[Excerpts from the point annotation data]
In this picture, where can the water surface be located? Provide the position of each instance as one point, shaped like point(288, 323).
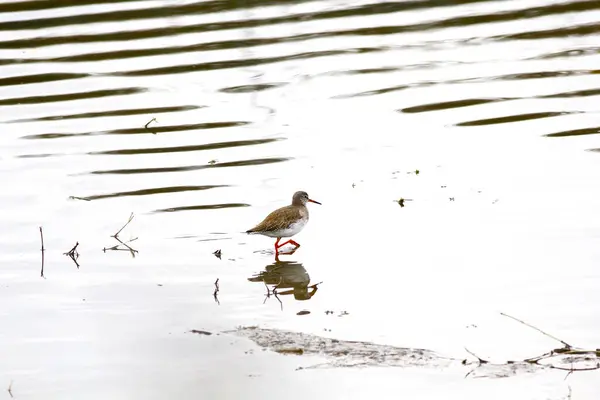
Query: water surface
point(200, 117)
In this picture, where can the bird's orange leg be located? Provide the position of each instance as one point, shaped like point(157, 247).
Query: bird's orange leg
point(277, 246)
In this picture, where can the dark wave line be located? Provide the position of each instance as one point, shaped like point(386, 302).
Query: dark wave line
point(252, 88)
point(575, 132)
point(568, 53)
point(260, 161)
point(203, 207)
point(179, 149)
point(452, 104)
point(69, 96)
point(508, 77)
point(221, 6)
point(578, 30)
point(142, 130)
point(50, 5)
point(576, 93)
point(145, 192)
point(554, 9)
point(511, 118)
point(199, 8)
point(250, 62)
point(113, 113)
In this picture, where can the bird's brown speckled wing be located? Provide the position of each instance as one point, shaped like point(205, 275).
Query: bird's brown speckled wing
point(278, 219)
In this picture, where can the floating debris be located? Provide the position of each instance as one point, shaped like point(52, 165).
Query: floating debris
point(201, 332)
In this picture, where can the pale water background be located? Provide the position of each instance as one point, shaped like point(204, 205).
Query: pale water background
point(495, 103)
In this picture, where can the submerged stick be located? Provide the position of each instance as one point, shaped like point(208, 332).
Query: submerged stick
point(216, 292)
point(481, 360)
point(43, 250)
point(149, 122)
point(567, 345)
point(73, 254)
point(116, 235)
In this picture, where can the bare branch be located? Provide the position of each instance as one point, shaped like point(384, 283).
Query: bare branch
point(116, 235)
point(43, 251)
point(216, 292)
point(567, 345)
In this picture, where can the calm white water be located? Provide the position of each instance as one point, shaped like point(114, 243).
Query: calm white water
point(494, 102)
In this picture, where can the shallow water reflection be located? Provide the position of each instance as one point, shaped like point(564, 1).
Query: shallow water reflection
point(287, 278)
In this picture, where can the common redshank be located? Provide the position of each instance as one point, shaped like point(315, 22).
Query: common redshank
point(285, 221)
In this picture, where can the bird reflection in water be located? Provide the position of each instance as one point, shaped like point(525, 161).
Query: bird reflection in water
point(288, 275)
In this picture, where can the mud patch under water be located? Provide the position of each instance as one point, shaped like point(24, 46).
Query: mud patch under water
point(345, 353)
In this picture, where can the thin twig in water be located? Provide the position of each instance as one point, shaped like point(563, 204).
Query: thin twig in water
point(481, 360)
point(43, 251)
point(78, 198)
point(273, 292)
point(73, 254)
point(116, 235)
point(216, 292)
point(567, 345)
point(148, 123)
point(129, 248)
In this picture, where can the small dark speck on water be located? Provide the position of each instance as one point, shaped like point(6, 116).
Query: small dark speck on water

- [STATED EXERCISE]:
Please put every line of the records above into a JSON list of strings, one string per line, with blank lines skipped. Leave the pictures out of the list.

- [OUTPUT FOR THIS TASK]:
[
  "In this picture, where can the water surface be located? Provide the position of each instance as one point, shaped like point(288, 323).",
  "Query: water surface",
  "point(200, 117)",
  "In this picture, where can the bird's orange leg be located? Provide the position of each instance as one point, shaped like point(157, 247).",
  "Query: bird's orange leg",
  "point(277, 246)",
  "In this picture, where can the dark wave line be located? Provide the position of each instance as one point, shaped like point(386, 302).",
  "Query: dark wave line",
  "point(252, 88)",
  "point(575, 132)",
  "point(568, 53)",
  "point(260, 161)",
  "point(203, 207)",
  "point(179, 149)",
  "point(452, 104)",
  "point(69, 96)",
  "point(508, 77)",
  "point(221, 6)",
  "point(578, 30)",
  "point(142, 130)",
  "point(50, 5)",
  "point(576, 93)",
  "point(145, 192)",
  "point(554, 9)",
  "point(511, 118)",
  "point(199, 8)",
  "point(250, 62)",
  "point(113, 113)",
  "In this picture, where can the bird's brown speckled wing be located? Provide the position of each instance as one point, shaped like point(205, 275).",
  "Query: bird's brown speckled wing",
  "point(278, 219)",
  "In this picture, where can the floating debris be located? Provide the position of each instance as one point, shaped like point(52, 165).",
  "Query: floating debris",
  "point(201, 332)",
  "In this picture, where can the pale water background be located? Provide the position of each instance as one point, shaped like point(204, 205).",
  "Query: pale water background",
  "point(495, 103)",
  "In this picture, where can the submerged stick be located? Provide the position of each instance as one point, shaped like point(208, 332).",
  "Query: submerged stick",
  "point(216, 292)",
  "point(481, 360)",
  "point(43, 250)",
  "point(149, 122)",
  "point(567, 345)",
  "point(73, 254)",
  "point(116, 235)",
  "In this picture, where can the bare branch be located? Provide the position of each instance as one point, shaped like point(384, 283).",
  "Query: bare branch",
  "point(116, 235)",
  "point(43, 251)",
  "point(216, 292)",
  "point(567, 345)",
  "In this picture, where can the calm white water be located? Provide the position of each instance as one point, shaped like point(114, 243).",
  "Query: calm white water",
  "point(494, 102)",
  "In this picture, where can the shallow water reflection be located? Provide the position of each instance as one point, shaped like point(564, 1).",
  "Query: shallow water reflection",
  "point(287, 278)",
  "In this picture, where can the common redshank be located? Provide the position of each instance as one point, shaped like point(315, 22).",
  "Query: common redshank",
  "point(285, 221)",
  "In this picture, where can the bird reflection in water be located? Provide the position of each instance as one point, shaped like point(525, 161).",
  "Query: bird reflection in water",
  "point(288, 275)",
  "In this picture, where can the mud patch under water be located? Provide the position of each instance as one point, shaped like point(24, 46).",
  "Query: mud patch under water",
  "point(345, 353)",
  "In this picture, where can the thin twig in water be located? Provide the position of each instance as one point, shaped like point(563, 204).",
  "Query: thin twig in water",
  "point(481, 360)",
  "point(43, 251)",
  "point(78, 198)",
  "point(273, 292)",
  "point(73, 254)",
  "point(116, 235)",
  "point(216, 292)",
  "point(567, 345)",
  "point(148, 123)",
  "point(129, 248)",
  "In this picture, where can the small dark speck on water be located? Provide the position of each instance as one point, shaped like point(6, 116).",
  "Query: small dark speck on water"
]